Point annotations for photos:
%%

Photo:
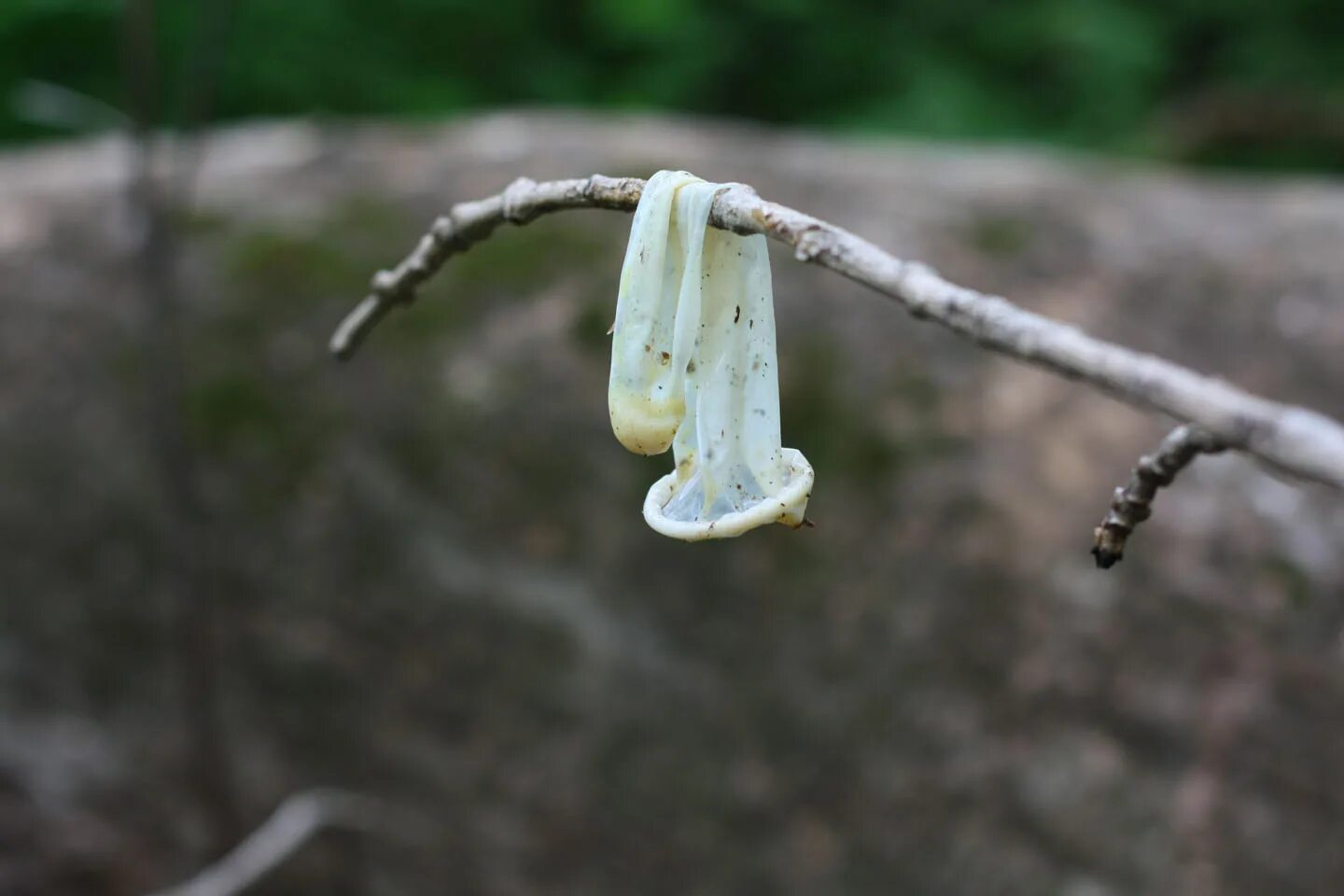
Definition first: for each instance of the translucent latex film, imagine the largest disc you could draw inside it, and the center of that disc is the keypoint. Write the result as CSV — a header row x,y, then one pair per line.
x,y
693,367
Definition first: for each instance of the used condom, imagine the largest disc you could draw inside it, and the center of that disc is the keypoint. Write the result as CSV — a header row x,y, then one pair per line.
x,y
693,369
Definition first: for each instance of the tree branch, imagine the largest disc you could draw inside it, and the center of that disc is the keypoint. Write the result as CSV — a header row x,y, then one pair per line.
x,y
293,823
1133,503
1292,440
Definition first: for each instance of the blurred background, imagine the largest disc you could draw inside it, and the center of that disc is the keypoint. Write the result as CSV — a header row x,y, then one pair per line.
x,y
232,569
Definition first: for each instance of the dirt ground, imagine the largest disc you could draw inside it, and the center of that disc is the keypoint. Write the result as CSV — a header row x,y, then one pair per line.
x,y
422,575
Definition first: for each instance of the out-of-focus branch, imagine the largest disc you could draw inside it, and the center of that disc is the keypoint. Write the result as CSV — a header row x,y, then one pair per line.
x,y
293,823
1294,440
187,553
1133,503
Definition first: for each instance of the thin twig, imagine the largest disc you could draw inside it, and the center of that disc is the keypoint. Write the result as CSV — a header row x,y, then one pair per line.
x,y
293,823
1294,440
1133,503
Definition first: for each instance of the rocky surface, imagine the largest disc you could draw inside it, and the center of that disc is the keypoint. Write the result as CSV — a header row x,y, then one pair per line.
x,y
430,581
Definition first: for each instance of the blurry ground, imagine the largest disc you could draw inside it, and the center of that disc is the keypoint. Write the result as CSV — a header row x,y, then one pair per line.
x,y
434,586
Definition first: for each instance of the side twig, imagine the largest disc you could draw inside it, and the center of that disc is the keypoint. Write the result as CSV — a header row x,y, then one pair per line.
x,y
1133,503
1294,440
293,823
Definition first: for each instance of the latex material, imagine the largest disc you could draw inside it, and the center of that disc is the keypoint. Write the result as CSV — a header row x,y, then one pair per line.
x,y
693,369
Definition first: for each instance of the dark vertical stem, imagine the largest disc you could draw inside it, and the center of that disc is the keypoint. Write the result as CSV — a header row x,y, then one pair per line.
x,y
187,567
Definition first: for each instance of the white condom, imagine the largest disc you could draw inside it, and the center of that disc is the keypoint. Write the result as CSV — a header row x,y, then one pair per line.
x,y
693,366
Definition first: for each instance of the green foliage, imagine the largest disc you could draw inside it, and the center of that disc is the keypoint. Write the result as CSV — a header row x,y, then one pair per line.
x,y
1178,78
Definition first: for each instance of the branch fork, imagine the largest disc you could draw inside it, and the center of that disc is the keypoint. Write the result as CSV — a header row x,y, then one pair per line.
x,y
1295,441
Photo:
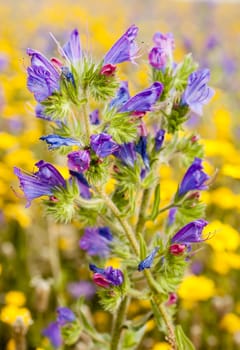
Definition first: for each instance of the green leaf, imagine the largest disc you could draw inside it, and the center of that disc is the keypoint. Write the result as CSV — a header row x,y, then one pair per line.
x,y
156,203
143,247
184,69
183,342
71,332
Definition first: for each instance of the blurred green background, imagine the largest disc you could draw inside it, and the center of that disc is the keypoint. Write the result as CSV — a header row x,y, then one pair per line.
x,y
32,248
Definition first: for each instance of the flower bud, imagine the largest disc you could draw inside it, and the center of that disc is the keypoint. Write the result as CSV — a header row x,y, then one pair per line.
x,y
177,249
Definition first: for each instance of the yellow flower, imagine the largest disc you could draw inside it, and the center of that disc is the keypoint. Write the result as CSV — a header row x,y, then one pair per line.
x,y
161,346
15,297
114,262
231,323
11,313
223,262
7,141
196,288
222,236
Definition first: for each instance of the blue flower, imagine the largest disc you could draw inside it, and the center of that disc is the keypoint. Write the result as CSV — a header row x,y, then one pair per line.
x,y
190,233
103,144
194,179
53,333
141,148
111,276
122,96
159,138
197,93
125,49
64,315
94,117
43,78
40,183
157,58
79,160
56,141
126,153
144,100
96,241
83,185
72,49
147,262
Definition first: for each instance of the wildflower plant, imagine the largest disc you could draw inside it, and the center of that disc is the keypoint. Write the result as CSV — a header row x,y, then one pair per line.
x,y
105,133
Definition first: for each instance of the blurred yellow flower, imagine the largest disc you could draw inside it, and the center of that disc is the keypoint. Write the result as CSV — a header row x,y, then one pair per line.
x,y
17,212
196,288
114,262
222,236
231,323
15,297
7,141
11,345
11,313
161,346
231,170
223,262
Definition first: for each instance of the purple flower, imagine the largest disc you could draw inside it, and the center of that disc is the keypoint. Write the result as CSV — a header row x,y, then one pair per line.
x,y
111,276
147,262
81,288
197,93
190,233
126,153
67,74
194,179
40,183
103,144
108,70
125,49
43,78
94,117
64,315
122,96
83,185
171,216
53,333
56,141
144,100
79,160
72,49
96,241
141,148
157,58
159,138
165,42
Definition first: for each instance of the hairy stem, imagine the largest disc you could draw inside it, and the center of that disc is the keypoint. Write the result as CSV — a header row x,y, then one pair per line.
x,y
86,122
171,335
143,208
150,279
127,228
118,322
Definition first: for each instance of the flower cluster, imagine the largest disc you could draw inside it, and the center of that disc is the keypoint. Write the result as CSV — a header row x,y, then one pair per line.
x,y
124,140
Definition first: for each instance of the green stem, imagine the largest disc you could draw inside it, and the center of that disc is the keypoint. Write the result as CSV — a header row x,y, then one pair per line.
x,y
86,121
170,327
127,228
116,331
172,205
143,208
151,282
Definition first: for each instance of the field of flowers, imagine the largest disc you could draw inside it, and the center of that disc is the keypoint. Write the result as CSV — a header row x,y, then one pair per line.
x,y
42,264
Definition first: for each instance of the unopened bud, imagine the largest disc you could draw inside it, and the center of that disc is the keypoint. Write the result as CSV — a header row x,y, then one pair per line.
x,y
177,249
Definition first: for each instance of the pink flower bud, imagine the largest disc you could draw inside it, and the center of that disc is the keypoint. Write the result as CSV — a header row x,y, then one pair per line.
x,y
101,281
108,70
172,299
177,249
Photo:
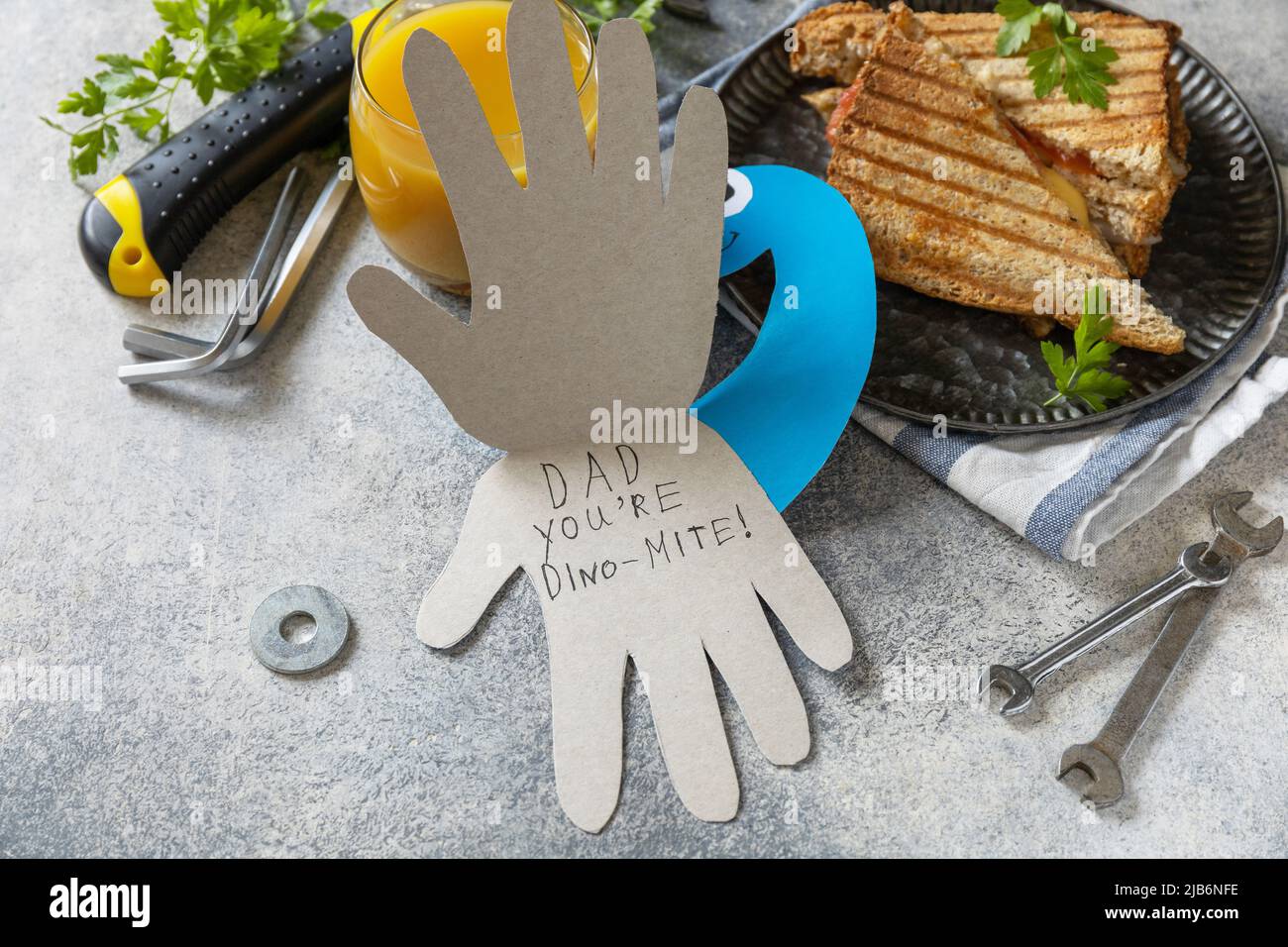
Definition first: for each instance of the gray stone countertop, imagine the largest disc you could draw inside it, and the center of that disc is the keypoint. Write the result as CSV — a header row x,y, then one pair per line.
x,y
141,528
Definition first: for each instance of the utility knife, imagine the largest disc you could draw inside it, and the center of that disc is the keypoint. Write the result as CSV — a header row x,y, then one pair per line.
x,y
141,226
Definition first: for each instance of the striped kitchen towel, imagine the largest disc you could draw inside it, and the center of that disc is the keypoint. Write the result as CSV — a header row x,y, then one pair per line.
x,y
1070,492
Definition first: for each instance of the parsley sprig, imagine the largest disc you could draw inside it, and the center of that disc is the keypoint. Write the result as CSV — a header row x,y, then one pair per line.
x,y
1078,63
228,44
1082,373
599,12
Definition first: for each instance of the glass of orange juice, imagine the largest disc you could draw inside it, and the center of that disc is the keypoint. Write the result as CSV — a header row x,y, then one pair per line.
x,y
395,174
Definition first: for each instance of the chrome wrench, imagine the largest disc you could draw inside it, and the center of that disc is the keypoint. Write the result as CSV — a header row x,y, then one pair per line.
x,y
1100,761
1192,573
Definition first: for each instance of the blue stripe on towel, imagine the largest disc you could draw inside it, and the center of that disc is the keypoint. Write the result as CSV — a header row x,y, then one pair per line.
x,y
1057,512
935,455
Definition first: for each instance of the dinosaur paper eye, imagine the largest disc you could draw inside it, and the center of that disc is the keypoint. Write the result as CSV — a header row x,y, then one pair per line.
x,y
737,192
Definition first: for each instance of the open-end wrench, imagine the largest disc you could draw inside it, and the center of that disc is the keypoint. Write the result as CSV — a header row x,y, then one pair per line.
x,y
1192,573
1100,761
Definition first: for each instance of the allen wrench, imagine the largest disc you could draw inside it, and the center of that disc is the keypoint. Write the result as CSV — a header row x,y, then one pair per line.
x,y
243,339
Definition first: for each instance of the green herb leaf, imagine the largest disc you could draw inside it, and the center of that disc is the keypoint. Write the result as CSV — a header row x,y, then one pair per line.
x,y
1082,373
222,44
1065,62
595,13
1020,18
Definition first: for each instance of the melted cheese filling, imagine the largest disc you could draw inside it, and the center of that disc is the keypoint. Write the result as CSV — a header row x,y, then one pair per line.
x,y
1060,187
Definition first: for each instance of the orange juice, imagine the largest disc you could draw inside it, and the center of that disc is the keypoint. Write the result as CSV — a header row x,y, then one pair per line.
x,y
397,176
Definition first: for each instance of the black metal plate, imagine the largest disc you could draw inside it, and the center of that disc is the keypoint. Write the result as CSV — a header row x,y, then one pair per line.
x,y
1214,272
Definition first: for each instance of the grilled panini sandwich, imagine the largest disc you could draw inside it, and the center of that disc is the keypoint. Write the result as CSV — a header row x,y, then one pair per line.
x,y
1125,163
953,206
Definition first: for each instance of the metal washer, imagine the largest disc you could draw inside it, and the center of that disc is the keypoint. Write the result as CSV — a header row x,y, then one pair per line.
x,y
287,657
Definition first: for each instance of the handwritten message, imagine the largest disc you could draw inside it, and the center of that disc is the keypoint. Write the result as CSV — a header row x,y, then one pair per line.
x,y
609,495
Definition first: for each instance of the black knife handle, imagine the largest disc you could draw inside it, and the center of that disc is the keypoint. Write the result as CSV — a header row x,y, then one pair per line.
x,y
187,183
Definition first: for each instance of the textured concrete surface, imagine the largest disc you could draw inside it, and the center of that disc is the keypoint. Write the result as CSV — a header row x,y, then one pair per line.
x,y
141,528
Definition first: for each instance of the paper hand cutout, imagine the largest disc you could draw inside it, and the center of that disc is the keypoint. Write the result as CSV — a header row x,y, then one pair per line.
x,y
587,287
640,551
591,291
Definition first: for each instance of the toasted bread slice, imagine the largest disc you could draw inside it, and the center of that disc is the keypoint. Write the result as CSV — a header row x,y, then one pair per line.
x,y
1127,162
954,208
1122,211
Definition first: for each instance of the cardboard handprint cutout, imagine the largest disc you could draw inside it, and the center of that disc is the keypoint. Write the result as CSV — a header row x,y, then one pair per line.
x,y
595,294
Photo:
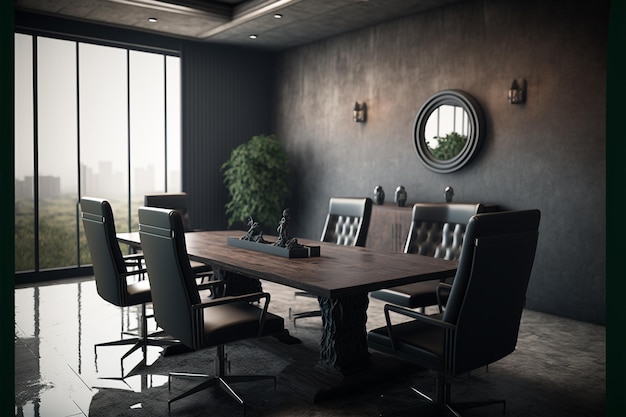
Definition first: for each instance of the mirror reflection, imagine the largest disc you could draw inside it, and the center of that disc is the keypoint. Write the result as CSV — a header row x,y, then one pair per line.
x,y
446,131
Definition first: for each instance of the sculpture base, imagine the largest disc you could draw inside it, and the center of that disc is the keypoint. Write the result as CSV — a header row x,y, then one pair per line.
x,y
302,252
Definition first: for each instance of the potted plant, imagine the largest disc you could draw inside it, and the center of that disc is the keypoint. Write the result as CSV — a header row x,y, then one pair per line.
x,y
258,182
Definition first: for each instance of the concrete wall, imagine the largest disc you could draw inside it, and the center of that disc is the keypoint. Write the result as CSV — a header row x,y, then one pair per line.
x,y
548,153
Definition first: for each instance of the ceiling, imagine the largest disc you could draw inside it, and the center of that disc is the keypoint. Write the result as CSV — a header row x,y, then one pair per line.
x,y
233,21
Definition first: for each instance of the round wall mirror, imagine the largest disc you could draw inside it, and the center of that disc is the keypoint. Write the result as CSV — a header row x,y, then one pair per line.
x,y
448,131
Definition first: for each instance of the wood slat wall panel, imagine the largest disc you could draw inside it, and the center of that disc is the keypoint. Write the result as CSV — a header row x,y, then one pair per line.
x,y
227,97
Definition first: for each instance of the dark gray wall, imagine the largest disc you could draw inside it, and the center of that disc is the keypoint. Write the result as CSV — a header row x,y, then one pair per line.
x,y
548,153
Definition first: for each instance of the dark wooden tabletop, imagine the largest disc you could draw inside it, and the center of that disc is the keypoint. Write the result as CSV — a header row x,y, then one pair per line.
x,y
338,271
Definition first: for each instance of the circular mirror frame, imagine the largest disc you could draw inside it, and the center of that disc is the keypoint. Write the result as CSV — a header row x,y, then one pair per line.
x,y
474,140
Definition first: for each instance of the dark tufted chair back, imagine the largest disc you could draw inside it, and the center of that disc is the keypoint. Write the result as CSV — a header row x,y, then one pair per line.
x,y
437,229
175,201
347,221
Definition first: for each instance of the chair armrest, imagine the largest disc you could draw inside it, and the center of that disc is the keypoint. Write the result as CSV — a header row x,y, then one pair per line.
x,y
443,291
413,314
209,284
133,272
135,259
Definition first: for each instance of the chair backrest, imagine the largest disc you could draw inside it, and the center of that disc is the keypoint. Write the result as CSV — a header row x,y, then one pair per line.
x,y
347,221
489,290
176,201
437,229
169,271
106,255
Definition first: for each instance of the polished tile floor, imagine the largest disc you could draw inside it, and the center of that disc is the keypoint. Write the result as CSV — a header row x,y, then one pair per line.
x,y
57,370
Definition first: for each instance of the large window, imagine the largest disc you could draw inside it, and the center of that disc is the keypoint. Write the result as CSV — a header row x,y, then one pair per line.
x,y
90,120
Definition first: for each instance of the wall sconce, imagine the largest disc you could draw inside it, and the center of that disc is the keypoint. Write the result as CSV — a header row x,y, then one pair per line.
x,y
359,114
517,93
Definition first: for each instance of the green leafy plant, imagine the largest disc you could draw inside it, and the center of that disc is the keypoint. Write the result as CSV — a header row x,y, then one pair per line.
x,y
447,147
258,182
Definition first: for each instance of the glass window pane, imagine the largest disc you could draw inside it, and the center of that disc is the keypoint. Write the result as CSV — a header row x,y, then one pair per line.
x,y
147,126
104,129
24,152
57,151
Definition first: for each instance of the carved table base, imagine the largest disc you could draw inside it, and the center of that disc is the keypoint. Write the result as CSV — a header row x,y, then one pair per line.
x,y
344,335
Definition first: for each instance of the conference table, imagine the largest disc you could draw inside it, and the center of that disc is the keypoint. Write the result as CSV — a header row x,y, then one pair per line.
x,y
341,277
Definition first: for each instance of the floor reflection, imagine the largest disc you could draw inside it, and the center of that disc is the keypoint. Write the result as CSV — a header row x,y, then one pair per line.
x,y
56,328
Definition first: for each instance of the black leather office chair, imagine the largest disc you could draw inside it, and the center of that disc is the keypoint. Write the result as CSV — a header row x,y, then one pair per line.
x,y
481,320
347,223
175,201
120,280
180,203
179,310
436,230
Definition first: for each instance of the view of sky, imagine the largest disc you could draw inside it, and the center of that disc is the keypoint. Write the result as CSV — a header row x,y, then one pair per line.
x,y
86,96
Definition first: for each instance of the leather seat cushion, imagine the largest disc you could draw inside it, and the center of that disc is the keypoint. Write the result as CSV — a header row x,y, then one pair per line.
x,y
415,341
139,292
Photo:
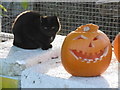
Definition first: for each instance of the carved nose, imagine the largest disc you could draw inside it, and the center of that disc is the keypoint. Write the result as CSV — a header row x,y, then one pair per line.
x,y
91,44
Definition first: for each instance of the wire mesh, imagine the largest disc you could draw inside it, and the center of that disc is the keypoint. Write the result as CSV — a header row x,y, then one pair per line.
x,y
71,14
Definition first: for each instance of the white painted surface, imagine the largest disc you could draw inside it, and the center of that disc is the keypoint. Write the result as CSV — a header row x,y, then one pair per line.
x,y
14,60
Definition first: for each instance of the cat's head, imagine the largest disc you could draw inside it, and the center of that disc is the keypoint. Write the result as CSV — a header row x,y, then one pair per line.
x,y
50,25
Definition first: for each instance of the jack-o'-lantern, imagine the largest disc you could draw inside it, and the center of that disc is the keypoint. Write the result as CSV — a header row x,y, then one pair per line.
x,y
86,51
117,46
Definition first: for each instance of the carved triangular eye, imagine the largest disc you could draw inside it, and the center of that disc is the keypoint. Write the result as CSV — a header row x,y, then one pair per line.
x,y
96,38
80,37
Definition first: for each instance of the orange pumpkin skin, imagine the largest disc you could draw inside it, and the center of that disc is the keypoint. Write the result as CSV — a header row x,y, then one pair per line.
x,y
117,47
86,52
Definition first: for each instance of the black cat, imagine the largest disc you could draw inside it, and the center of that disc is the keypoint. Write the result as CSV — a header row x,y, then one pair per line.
x,y
32,31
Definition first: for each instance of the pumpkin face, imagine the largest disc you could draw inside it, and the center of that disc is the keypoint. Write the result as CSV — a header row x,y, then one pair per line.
x,y
86,51
117,47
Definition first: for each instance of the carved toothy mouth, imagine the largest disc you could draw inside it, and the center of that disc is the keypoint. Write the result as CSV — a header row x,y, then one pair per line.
x,y
89,57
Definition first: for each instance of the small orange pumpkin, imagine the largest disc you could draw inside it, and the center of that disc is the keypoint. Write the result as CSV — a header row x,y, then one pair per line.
x,y
117,46
86,51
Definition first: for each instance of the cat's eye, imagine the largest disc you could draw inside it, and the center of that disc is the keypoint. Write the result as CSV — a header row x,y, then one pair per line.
x,y
52,27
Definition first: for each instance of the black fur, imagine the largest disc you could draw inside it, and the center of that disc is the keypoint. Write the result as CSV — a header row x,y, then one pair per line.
x,y
32,31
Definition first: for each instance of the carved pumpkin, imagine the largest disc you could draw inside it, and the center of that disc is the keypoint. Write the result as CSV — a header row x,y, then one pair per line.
x,y
86,51
117,46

%%

◆ PROBLEM DESCRIPTION
Give back exactly the lines from the line containing "Definition first: for each instance of the carved triangular" to the end of the entries, and no other lines.

◆ RESULT BELOW
Definition first: for each instance of the carved triangular eye, imagine the largest disc you could draw inside it, and the center of that disc is the keypoint. Write the result as CSV — a header row x,y, then one pair per line.
x,y
96,38
80,37
Definition first: for each instance of the orange pumpkin skin, imagine the largest disc you could draw inside it, and the center of that disc is the keypoint. Write the result as CSV — a header row x,y, then one pair per line.
x,y
117,47
86,52
Definition first: for each instance of the black cat, imagine the largest disc you could draw inside it, and the center of that disc is the keypoint. Write the result as CSV — a header row x,y, then one pair per line.
x,y
32,31
Definition first: for each instance of the pumpkin face, imagine the largest disc you could draw inside it, and the center of that disc is the keypoint. Write the result as CSV — a header row x,y, then one pair per line.
x,y
86,51
117,47
Definition first: for each instance of the carved toothy mouth, imagine the largest disc you could draw inside it, and the center of that disc is the keypoint. Write the result as CSV — a header row x,y, then one pair per line.
x,y
89,57
Definition first: for each instance of the small orange pumpkin, imagine the largest disc you could draw inside it, and the center of that disc is the keypoint. Write the result as CSV — a header row x,y, then one pair per line.
x,y
117,46
86,51
Definition first: for each instance of the cat's eye, imagine the largest disc you could draw inside it, and the center of that disc is the keypoint. Write the result as CSV — a header row x,y, then one pair per line.
x,y
52,27
Definition first: for each instance of the black fur, imagine the largest disc you could draw inside it, and the center of that disc is the keypoint. Write the result as CSV — a header row x,y, then one pair per line.
x,y
32,31
Definition first: for each instance of the carved pumpkin, imagine the largest disc you could draw inside it, and the center of that disc is the keypoint. Write the result as CSV — a header row x,y, then one pair per line.
x,y
86,51
117,46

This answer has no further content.